▸ **WORK REQUIRED**
List every condition that the first sentence of the tax overhaul article says Dave Camp wants a U.S. tax code overhaul to meet.

▸ **PROVIDED PASSAGE**
—————

June 30 (Bloomberg) -- A U.S. tax code overhaul should be bipartisan, prevent a net revenue increase and avoid shifting the tax burden across income groups, said Representative Dave Camp, who will design the Republicans’ proposal.
Camp, who wants to cut the top individual and corporate tax rates to 25 percent from 35 percent, said he doesn’t plan to release a bill before the Nov. 6 election showing what tax breaks he would limit or end to offset the rate reduction. Camp was interviewed on Bloomberg Television’s “Political Capital With Al Hunt,” airing this weekend.
“It’s not just me issuing a bill and pronouncing from on top of a mountain what we’re going to do,” said Camp, the Michigan Republican who is chairman of the House Ways and Means Committee. “We’re not going to probably put out a bill.”
Camp’s guidelines for a tax overhaul present him with a series of challenges as he makes plans to write a bill and his panel continues a series of hearings.
He is seeking bipartisanship, which is complicated by his opposition to using the overhaul of the tax code to raise more revenue. Democrats, including President Barack Obama, say that long-term deficit reduction must include higher taxes, particularly for top earners.
Camp also wants to avoid major changes in the distribution of the U.S. tax burden while expressing concern about raising tax rates on capital gains and dividends, which tend to benefit the highest-income taxpayers.
Camp’s rate reduction targets would require lawmakers to consider curtailing popular tax breaks for mortgage interest and state and local taxes.
Jay Carney, the White House spokesman, told reporters yesterday that “Republican budget plans would raise taxes on every middle-class family to give every millionaire and billionaire a $250,000 tax cut.”
“There is simply no way to achieve the revenue-neutral promise that has been made on that expensive, many-trillion-dollar tax cut unless middle-class Americans get hit hard,” Carney said.
In the interview, Camp wouldn’t endorse specific proposals for offsetting rate reductions, such as raising taxes on capital gains and dividends.
“We have to look at where the rest of the world is,” said Camp, who has released a draft of changes to the international tax system. “The rest of the world has much lower investment taxes than we do in the United States.”
Camp also said the code would be “very close to where we are currently” in terms of how progressive it is.
Any revenue increases, he said, would come through economic growth generated from a simpler tax code with lower rates.
“We can raise revenue through pro-growth policies,” he said. “And that’s the real message that people are missing.”
Camp, 58, served on Obama’s bipartisan fiscal commission in 2010 and the congressional deficit-reduction supercommittee in 2011.

—————

▸ **Items from a dataset**

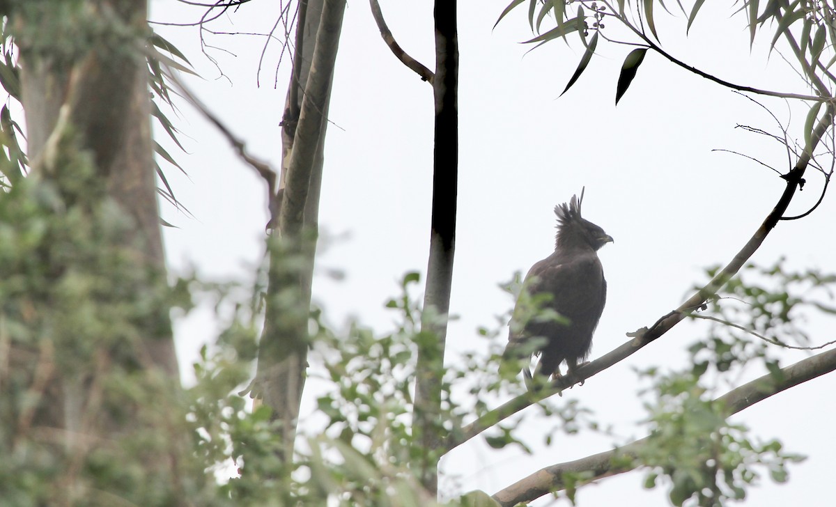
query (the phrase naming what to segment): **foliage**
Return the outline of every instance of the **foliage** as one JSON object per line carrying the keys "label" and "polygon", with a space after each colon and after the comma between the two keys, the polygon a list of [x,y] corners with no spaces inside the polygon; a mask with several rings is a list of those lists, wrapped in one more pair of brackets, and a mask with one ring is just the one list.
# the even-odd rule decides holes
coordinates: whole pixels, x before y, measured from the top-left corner
{"label": "foliage", "polygon": [[[522,3],[514,0],[500,18]],[[576,12],[566,8],[572,3],[577,4]],[[702,3],[696,2],[690,13],[683,9],[689,28]],[[826,20],[833,13],[826,3],[811,5],[771,2],[762,12],[758,3],[750,0],[741,12],[748,15],[752,41],[757,27],[774,21],[771,45],[782,37],[791,47],[800,40],[795,43],[796,53],[799,62],[808,63],[803,69],[807,78],[811,82],[831,79],[832,61],[826,53],[833,34]],[[69,22],[77,20],[79,13],[73,9],[79,6],[68,3],[62,11]],[[624,23],[642,47],[624,61],[618,100],[647,52],[666,54],[657,43],[658,11],[655,13],[653,6],[653,2],[633,6],[531,0],[532,28],[539,33],[549,14],[555,27],[528,42],[580,37],[585,51],[568,90],[596,54],[599,38],[609,41],[604,37],[609,21]],[[630,20],[627,8],[636,9],[638,23]],[[594,33],[588,40],[590,32]],[[158,36],[149,34],[148,40],[167,53],[155,50],[148,55],[151,89],[173,107],[166,66],[161,63],[185,68],[179,62],[188,64],[188,60]],[[3,41],[0,84],[18,99],[13,41],[6,34]],[[72,52],[83,43],[74,40],[59,49]],[[44,45],[38,50],[57,49]],[[820,104],[815,102],[805,126],[808,151],[822,118]],[[178,131],[166,114],[156,106],[153,114],[181,149]],[[283,443],[269,408],[257,403],[251,408],[241,394],[257,351],[264,273],[254,287],[196,277],[169,286],[161,273],[138,261],[141,246],[131,243],[130,217],[107,199],[89,155],[77,149],[72,133],[62,139],[62,157],[54,161],[54,177],[47,181],[21,177],[27,161],[15,132],[20,129],[4,106],[0,111],[0,143],[7,155],[0,158],[0,184],[5,187],[0,194],[0,350],[7,357],[0,363],[5,394],[0,398],[0,454],[6,459],[0,462],[0,498],[5,503],[437,504],[421,485],[412,464],[437,462],[446,451],[419,445],[413,426],[420,408],[413,399],[416,352],[436,339],[421,329],[421,322],[431,322],[432,317],[422,315],[415,302],[416,273],[404,276],[401,294],[386,305],[395,315],[390,332],[375,332],[351,322],[337,332],[320,310],[309,316],[312,376],[321,393],[314,413],[306,416],[300,431],[306,445],[296,449],[288,465],[278,458]],[[182,170],[159,144],[157,152]],[[158,172],[166,189],[161,193],[176,203]],[[747,270],[702,312],[689,316],[711,321],[707,336],[689,348],[690,368],[664,373],[648,368],[640,373],[651,384],[645,393],[645,421],[650,434],[636,458],[650,469],[645,485],[667,484],[676,505],[724,504],[743,499],[763,470],[783,481],[788,464],[800,460],[781,443],[762,442],[744,426],[729,421],[726,408],[712,400],[717,388],[712,383],[742,372],[753,360],[780,374],[772,351],[791,342],[799,344],[793,347],[808,345],[802,313],[836,313],[829,302],[836,277],[792,271],[782,262],[767,268],[749,265]],[[518,275],[507,287],[513,297],[519,296]],[[198,296],[218,302],[216,309],[227,316],[225,326],[193,365],[195,385],[172,388],[171,379],[148,368],[143,342],[166,332],[169,308],[188,311]],[[526,315],[517,316],[520,322],[561,318],[541,311],[547,301],[528,299],[523,292],[518,307]],[[441,404],[432,429],[438,435],[458,437],[466,421],[488,413],[497,400],[528,395],[517,378],[518,365],[500,367],[507,317],[499,316],[494,327],[479,330],[487,353],[467,352],[436,372]],[[53,416],[51,411],[65,410],[60,402],[67,395],[77,397],[83,410],[62,414],[72,431],[61,433],[44,422]],[[572,433],[599,426],[589,410],[574,400],[538,404],[554,421],[553,431],[543,435],[547,444],[554,432]],[[492,428],[486,441],[497,449],[517,444],[528,449],[529,440],[517,434],[518,420],[488,421]],[[118,431],[111,431],[114,428]],[[104,434],[114,437],[105,439]],[[577,487],[593,479],[591,471],[563,477],[570,499]],[[446,504],[492,504],[486,497],[477,492]]]}
{"label": "foliage", "polygon": [[653,382],[653,402],[645,403],[650,434],[639,459],[649,467],[645,487],[670,484],[674,505],[689,499],[723,505],[746,498],[766,469],[777,482],[787,480],[787,464],[801,457],[788,454],[777,440],[761,443],[742,424],[726,418],[721,402],[706,398],[698,376],[689,373],[643,373]]}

—————

▸ **SOLUTION TO THIS PROBLEM**
- It should be bipartisan.
- It should prevent a net revenue increase.
- It should avoid shifting the tax burden across income groups.